Your assignment
Write out the entries word for word, from their first line through the line containing "positive clicks: (199, 439)", including that line, and stop there.

Given entries

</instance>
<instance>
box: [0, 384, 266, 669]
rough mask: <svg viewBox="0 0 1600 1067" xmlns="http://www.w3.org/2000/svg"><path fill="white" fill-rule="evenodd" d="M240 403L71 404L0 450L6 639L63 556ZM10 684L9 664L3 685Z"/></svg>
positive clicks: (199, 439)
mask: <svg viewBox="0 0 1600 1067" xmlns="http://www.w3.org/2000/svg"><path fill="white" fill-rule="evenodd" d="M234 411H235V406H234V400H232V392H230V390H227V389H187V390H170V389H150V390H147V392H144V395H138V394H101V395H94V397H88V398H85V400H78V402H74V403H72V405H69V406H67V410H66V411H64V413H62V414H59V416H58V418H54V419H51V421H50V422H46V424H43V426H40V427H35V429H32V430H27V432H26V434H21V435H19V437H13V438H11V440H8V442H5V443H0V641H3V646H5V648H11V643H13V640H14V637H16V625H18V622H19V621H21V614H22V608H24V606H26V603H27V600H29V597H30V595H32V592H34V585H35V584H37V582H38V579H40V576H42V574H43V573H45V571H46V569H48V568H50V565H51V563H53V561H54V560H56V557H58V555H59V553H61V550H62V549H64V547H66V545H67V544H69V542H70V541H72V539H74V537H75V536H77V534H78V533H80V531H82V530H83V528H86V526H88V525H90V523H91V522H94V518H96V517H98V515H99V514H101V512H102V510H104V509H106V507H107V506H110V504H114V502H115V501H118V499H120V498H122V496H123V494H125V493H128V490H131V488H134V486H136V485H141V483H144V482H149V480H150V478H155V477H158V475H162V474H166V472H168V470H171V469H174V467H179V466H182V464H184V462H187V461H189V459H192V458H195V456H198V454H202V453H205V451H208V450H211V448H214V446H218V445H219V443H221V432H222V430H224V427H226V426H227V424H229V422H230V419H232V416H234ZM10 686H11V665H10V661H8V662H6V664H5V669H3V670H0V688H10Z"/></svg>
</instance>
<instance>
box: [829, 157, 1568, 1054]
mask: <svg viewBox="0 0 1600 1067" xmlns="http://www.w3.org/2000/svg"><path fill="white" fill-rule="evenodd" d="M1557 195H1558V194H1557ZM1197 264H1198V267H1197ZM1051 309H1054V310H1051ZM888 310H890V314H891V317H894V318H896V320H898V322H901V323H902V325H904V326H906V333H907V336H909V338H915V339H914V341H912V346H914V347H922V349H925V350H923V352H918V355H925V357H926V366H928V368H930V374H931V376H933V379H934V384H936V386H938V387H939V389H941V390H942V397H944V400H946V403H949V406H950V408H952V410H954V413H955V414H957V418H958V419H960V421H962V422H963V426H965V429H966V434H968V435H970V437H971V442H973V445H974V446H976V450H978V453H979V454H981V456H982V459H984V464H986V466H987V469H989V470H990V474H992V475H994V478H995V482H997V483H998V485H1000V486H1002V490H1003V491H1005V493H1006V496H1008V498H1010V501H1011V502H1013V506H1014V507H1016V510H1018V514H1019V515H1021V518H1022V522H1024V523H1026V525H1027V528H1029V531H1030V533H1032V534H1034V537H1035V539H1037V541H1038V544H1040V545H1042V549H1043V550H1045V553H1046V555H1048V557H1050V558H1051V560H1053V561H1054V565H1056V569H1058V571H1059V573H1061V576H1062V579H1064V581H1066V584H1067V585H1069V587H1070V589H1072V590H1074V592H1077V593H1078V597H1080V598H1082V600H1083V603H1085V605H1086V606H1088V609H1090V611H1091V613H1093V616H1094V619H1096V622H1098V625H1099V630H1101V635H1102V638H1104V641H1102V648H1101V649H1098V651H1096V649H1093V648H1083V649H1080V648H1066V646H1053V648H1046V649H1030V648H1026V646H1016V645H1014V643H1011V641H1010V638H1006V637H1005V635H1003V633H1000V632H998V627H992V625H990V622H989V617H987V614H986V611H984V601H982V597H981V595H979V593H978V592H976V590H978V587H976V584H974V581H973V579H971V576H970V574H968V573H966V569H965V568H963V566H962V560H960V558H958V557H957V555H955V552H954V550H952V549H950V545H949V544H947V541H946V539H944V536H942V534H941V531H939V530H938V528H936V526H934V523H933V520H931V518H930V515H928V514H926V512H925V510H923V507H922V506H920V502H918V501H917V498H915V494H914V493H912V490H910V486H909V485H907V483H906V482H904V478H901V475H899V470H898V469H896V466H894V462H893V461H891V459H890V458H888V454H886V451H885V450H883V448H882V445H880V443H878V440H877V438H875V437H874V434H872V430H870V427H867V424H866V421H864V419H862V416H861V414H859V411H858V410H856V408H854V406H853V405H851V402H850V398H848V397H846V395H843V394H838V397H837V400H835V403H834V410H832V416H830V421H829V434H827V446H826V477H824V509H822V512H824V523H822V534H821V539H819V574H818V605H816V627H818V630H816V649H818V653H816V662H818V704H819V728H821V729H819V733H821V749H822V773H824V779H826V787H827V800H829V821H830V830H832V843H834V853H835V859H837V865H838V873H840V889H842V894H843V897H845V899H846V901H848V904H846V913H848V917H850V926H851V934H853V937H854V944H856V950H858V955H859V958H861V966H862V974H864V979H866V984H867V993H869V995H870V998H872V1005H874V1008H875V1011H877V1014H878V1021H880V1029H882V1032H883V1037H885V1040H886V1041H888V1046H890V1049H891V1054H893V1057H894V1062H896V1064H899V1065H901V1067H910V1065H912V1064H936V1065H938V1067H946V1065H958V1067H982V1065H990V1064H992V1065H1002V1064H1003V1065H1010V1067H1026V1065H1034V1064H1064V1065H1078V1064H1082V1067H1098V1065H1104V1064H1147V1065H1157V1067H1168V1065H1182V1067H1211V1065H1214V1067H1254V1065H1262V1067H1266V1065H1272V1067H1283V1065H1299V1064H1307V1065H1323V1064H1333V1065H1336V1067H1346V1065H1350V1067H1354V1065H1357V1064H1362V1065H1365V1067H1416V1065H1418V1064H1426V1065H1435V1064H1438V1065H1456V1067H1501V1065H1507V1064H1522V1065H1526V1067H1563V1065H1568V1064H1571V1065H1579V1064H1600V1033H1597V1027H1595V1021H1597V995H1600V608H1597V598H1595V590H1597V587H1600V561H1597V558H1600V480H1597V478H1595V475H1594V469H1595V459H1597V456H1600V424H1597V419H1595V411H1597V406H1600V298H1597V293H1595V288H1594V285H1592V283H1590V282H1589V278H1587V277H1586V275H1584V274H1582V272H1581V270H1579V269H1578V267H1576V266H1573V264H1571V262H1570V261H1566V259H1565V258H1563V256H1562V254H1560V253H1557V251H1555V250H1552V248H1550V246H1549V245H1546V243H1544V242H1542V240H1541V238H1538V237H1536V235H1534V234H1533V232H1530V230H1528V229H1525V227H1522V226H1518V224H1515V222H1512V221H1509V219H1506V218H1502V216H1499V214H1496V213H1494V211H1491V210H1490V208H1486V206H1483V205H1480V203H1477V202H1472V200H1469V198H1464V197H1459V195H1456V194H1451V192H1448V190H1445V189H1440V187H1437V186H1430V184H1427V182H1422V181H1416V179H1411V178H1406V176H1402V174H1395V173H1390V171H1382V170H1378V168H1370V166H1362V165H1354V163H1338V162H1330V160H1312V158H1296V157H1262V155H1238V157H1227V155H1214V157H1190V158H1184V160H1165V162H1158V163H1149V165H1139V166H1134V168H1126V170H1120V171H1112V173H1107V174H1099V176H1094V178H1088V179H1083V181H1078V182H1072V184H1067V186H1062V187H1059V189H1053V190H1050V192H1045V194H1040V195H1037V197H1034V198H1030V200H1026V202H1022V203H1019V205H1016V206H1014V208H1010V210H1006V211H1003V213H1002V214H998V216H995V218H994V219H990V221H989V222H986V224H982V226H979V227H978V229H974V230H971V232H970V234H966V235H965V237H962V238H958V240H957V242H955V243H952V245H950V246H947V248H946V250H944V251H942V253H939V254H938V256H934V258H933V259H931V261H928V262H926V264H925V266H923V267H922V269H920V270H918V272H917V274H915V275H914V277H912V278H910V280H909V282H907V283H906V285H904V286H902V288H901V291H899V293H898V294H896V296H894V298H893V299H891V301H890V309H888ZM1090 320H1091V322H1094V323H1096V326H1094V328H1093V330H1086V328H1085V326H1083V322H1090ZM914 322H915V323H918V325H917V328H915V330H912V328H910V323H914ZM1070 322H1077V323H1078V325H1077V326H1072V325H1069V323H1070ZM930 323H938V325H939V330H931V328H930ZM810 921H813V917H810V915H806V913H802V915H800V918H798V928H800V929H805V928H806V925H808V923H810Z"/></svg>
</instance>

Response box
</instance>
<instance>
box: [0, 384, 266, 669]
rough mask: <svg viewBox="0 0 1600 1067" xmlns="http://www.w3.org/2000/svg"><path fill="white" fill-rule="evenodd" d="M240 403L71 404L0 450L6 639L63 556ZM10 684L9 664L3 685Z"/></svg>
positive clicks: (199, 439)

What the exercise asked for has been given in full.